= PROBLEM TO WORK ON =
Write the records out once more. Leave each line exactly as given.

= SUPPLIED ENTRIES =
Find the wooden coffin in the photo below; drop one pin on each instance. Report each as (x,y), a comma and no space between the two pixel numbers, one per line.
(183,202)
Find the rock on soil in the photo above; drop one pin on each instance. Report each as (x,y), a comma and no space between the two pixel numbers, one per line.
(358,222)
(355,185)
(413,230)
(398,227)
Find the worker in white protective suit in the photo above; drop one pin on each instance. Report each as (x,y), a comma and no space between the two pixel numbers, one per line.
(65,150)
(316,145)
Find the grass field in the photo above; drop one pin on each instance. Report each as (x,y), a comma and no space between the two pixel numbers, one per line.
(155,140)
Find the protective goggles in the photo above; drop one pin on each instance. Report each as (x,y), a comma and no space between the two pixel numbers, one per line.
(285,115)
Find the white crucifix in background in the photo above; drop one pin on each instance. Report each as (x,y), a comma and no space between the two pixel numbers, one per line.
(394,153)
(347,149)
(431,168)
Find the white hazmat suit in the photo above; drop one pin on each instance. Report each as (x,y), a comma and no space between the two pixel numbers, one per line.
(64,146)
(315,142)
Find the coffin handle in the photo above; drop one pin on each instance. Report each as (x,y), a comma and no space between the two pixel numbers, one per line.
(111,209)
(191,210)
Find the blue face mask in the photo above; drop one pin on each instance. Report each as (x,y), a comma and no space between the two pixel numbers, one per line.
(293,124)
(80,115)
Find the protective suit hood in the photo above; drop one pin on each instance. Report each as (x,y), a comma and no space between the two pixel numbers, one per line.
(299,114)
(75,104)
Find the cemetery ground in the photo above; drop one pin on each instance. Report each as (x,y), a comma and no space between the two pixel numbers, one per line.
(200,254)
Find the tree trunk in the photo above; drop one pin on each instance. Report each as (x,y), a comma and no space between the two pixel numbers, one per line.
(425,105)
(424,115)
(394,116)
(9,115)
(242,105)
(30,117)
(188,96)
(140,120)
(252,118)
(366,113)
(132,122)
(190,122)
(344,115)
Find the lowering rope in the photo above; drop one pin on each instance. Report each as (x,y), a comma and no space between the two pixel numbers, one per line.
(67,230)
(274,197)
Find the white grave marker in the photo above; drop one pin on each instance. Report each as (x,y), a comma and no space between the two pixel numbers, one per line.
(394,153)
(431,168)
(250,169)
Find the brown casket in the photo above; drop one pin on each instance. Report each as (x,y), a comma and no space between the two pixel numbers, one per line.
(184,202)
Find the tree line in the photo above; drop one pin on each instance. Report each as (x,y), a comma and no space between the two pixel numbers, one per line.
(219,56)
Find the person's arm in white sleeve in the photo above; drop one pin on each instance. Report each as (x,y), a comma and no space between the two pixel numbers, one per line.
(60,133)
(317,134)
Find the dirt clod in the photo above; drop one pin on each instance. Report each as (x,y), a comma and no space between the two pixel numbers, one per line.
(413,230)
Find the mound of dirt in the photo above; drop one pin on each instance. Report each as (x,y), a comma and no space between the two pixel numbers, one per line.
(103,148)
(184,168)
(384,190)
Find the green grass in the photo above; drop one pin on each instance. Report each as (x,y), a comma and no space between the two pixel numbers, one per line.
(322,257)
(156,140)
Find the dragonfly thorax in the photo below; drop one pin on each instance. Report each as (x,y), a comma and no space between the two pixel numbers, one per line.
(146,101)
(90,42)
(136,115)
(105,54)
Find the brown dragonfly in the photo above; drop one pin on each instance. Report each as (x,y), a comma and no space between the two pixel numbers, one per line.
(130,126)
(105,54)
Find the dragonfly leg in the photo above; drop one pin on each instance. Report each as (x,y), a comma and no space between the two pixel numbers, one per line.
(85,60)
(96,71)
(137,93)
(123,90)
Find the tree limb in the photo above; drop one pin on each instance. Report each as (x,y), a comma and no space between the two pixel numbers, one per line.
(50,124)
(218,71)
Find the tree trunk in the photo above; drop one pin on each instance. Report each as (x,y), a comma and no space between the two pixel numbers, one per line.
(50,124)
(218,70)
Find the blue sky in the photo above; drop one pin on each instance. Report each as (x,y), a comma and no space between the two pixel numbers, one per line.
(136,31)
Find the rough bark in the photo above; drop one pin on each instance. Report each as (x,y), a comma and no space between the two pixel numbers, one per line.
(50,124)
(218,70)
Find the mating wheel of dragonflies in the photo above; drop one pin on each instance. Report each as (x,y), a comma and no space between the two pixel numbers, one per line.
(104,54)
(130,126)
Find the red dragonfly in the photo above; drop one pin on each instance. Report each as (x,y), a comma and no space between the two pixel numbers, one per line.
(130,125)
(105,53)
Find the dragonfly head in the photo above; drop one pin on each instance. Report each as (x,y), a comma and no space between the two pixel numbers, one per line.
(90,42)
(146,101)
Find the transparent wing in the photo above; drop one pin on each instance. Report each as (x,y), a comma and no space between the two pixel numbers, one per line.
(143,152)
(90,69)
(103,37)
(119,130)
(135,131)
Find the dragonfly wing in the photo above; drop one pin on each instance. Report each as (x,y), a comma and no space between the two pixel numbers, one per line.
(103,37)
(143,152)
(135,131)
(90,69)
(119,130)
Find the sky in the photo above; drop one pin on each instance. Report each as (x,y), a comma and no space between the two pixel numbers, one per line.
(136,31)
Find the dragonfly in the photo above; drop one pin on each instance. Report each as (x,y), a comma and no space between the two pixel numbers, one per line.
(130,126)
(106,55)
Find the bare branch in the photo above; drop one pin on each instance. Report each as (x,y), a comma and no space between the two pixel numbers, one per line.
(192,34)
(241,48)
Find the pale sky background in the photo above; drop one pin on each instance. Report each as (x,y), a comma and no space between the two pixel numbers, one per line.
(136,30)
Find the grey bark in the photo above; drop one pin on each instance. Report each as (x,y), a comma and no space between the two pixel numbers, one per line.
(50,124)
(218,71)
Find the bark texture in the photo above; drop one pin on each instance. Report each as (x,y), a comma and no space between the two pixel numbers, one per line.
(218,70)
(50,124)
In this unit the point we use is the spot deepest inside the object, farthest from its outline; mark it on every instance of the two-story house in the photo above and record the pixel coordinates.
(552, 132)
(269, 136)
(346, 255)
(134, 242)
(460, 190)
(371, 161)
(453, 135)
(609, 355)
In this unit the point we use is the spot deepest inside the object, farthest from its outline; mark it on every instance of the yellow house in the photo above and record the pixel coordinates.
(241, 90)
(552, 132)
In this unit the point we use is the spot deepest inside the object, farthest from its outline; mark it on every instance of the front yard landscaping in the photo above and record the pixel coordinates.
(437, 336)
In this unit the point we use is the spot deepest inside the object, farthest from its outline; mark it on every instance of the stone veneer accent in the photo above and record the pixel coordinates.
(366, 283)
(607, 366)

= PROBLEM SOLUTION =
Find the wooden coffin in the photo below; drop one pin on each instance. Report each as (x,y), a comma and no space between the two pixel numbers, one per line.
(183,202)
Find the rock on soil in the photo above; drop one pin on each instance. Report each as (x,y), a comma and no space between the two pixel numbers, one per line.
(358,222)
(355,185)
(413,230)
(398,227)
Find the worker in white protective suit in the photo above; drop one pin on each instance. Report each as (x,y), a comma and no space between the two pixel numbers, one per line.
(65,150)
(316,145)
Find the grass field in the photo above; drop one pin on each instance. Report each as (x,y), a comma and no space between the two pixel numbers, one per line.
(155,140)
Find the protective goggles in the photo above; drop one pin on each instance. Report each as (x,y), a comma and no space between the two pixel numbers, one per line.
(285,115)
Find the white crucifix in background in the photo above; drop one pin on each instance. Report each as (x,y), a comma and no space between the two pixel numbers, one per line.
(394,153)
(347,149)
(431,168)
Find the white hazmat suit in the photo above; drop one pin on each instance. Report each as (x,y), a comma and no space between the two pixel numbers, one per line.
(64,146)
(315,142)
Find the coffin handle in the photo above; drop one pin on each instance. Report each as (x,y), a comma and no space between the two pixel numbers, one per line.
(111,209)
(191,210)
Find the blue face mask in the photo above; drop one pin on each instance. Report each as (x,y), a comma and no space between the two pixel numbers, one per line.
(293,124)
(80,115)
Find the protective suit hood in the photo above; drop one pin on each instance. Report each as (x,y), a comma and no space between the two pixel numbers, one per line.
(299,114)
(75,104)
Find the cemetery ground in the photo above; drop one pin on each instance. Report each as (x,y), a comma and no space between the two pixel numbers, one per line.
(200,254)
Find the tree trunk in the photo above; drop one pin on each instance. Report each as (x,y), a comma and no space between the two pixel numbers, one per line.
(425,105)
(424,115)
(394,116)
(9,115)
(242,105)
(30,117)
(188,96)
(140,120)
(252,118)
(366,113)
(132,122)
(190,122)
(344,115)
Find the lowering rope in the photo above; drop one pin on each instance. Report each as (x,y), a comma and no space between the two pixel numbers, one per line.
(67,230)
(274,197)
Find the white grave marker in the photo above; drop one pin on each instance. Report each as (x,y), a comma and no space between the two pixel numbers, one per line.
(394,153)
(431,168)
(250,169)
Find the brown casket in the photo above; drop one pin on each instance. Report each as (x,y), a comma and no space between the two pixel numbers, one per line.
(184,202)
Find the tree line in the photo above; drop one pin on each instance. Report each as (x,y), a comma and no space between the two pixel numbers, one per line.
(219,56)
Find the person's arm in white sleeve in the photo above; drop one pin on each instance. Report each as (x,y), a comma and no space between the two pixel numbers, one per line.
(60,133)
(317,134)
Find the dirt clod in the photo above; drop one pin on each instance. Report each as (x,y), a comma and no space between the two pixel numbers, one per line.
(413,230)
Find the mound of dirt in the photo above; drop one pin on each instance. Report each as (x,y), a comma and no space between the two pixel numbers, one per line.
(103,148)
(184,168)
(384,190)
Find the green grass in the photo above; drop one pin on each instance. Report each as (x,y), a comma and no space between the two pixel numbers, one per line.
(322,257)
(156,140)
Find the dragonfly thorax in the photo below; drop one pin on each instance. Report each as (x,y), a comma and no space between the two pixel numbers, one per line.
(146,101)
(90,42)
(136,115)
(105,54)
Find the brown dragonfly in the photo above; drop one pin on each instance. Report each as (x,y), a comma and no space between the two pixel numbers, one per line.
(130,126)
(105,54)
Find the dragonfly leg in the photo above; drop one pin on each instance. Report each as (x,y), a comma and no space between the two pixel numbers, one per line.
(85,60)
(96,71)
(137,93)
(123,90)
Find the tree limb in the photo above; drop one pin on each instance. Report each as (x,y), a comma and no space between the two pixel numbers, one per line.
(50,124)
(218,71)
Find the tree trunk in the photo above; drop one pin on each instance. Report each as (x,y), a comma and no space between the two pixel numbers, one per line.
(50,124)
(218,70)
Find the blue sky in the photo above; drop one pin on each instance. Report each as (x,y), a comma and no space between the two pixel numbers, one per line.
(136,31)
Find the rough bark in the photo above; drop one pin on each instance. Report each as (x,y), a comma and no space between the two pixel numbers, one per line.
(50,124)
(218,70)
Find the mating wheel of dragonflies in the photo above; drop one pin on each instance. Report each as (x,y), a comma and no space between the two pixel numbers, one per line.
(104,54)
(130,126)
Find the red dragonfly in the photo above; drop one pin on each instance. Report each as (x,y), a comma and no space between the two pixel numbers, one per line.
(130,125)
(105,53)
Find the dragonfly head in the photo above; drop one pin on each instance. Report each as (x,y), a comma and no space between the two pixel numbers, one per line.
(90,42)
(146,101)
Find the transparent wing in the photo above; drop one pin on each instance. Report each as (x,y), a comma and no space between the two pixel numbers, one per line.
(143,152)
(90,69)
(103,37)
(119,130)
(135,131)
Find the dragonfly wing in the photo above; drop one pin on each instance. Report each as (x,y), a comma and no space between the two pixel numbers, one per line.
(103,37)
(143,152)
(135,131)
(90,69)
(119,130)
Find the sky in the photo above; drop one pin on each instance. Report each as (x,y), a comma and no space between the two pixel numbers, one per line.
(136,31)
Find the dragonfly in the photo above; drop one pin on each instance. Report each as (x,y), a comma and no space between the two pixel numbers, one per line.
(130,126)
(106,55)
Find the bare branch in the photo above; drop one pin on each instance. Report each as (x,y), a comma and no space between the two pixel numbers, one per line.
(192,34)
(241,48)
Find the pale sky background in the photo above; drop one pin on each instance. Report each as (x,y), a comma and no space between the two pixel numbers, one per line.
(136,30)
Find the grey bark in the photo above; drop one pin on each instance. Report each as (x,y), a comma and no space between the two pixel numbers, one per line.
(50,124)
(218,71)
Find the bark texture in the photo above; drop one pin on each instance. Report each as (x,y), a comma and no space between the two pixel numbers, one per line.
(218,70)
(50,124)
In this unit the point we use is the spot deepest inside the object, farthest from its outline; mark it on every instance of the two-story house in the photo above and record the pixel coordinates.
(552, 132)
(269, 136)
(346, 255)
(134, 242)
(460, 190)
(371, 161)
(453, 135)
(609, 355)
In this unit the point we use is the spot deepest inside the object, farthest from its outline; mark it on every instance of the yellow house in the photo above and record the pixel coordinates.
(241, 90)
(552, 132)
In this unit the point we use is the spot deepest inside the object, farthest from its outline; mark it on every instance of the front yard landscaping in the photo above and record the pixel coordinates.
(437, 336)
In this unit the point we use is the spot deepest inside the object, farthest from its outline; mark it on every instance of the stone veneer accent in the photo above and record the pixel coordinates.
(366, 283)
(607, 366)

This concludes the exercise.